▶ _Data to examine_
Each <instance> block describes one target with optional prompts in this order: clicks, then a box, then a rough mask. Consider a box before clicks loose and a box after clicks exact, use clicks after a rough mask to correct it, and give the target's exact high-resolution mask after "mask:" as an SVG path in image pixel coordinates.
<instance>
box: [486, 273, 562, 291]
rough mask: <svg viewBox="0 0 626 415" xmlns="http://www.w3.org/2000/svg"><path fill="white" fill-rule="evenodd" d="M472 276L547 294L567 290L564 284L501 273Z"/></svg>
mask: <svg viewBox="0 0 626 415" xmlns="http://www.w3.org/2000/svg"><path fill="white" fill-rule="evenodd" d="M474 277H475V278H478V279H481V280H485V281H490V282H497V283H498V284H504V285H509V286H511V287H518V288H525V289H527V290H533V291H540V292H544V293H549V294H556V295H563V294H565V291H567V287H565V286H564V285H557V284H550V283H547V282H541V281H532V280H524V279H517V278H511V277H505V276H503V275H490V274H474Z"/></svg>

▶ _About this task_
Reproduce every line of the data above without changing a single character.

▶ _Result_
Each <instance> block describes one target with optional prompts in this order: clicks, then a box, then a rough mask. Consider a box before clicks loose and a box after clicks exact, use clicks after a rough mask to correct it, and give the target's exact high-resolution mask after "mask:" as an SVG path in image pixel coordinates.
<instance>
box: [486, 273, 562, 291]
rough mask: <svg viewBox="0 0 626 415" xmlns="http://www.w3.org/2000/svg"><path fill="white" fill-rule="evenodd" d="M472 276L547 294L567 290L564 284L501 273Z"/></svg>
mask: <svg viewBox="0 0 626 415" xmlns="http://www.w3.org/2000/svg"><path fill="white" fill-rule="evenodd" d="M474 277H475V278H478V279H481V280H485V281H490V282H497V283H498V284H504V285H509V286H511V287H518V288H525V289H527V290H533V291H540V292H544V293H549V294H556V295H563V294H565V291H567V287H565V286H564V285H557V284H550V283H547V282H541V281H532V280H524V279H517V278H511V277H505V276H503V275H490V274H474Z"/></svg>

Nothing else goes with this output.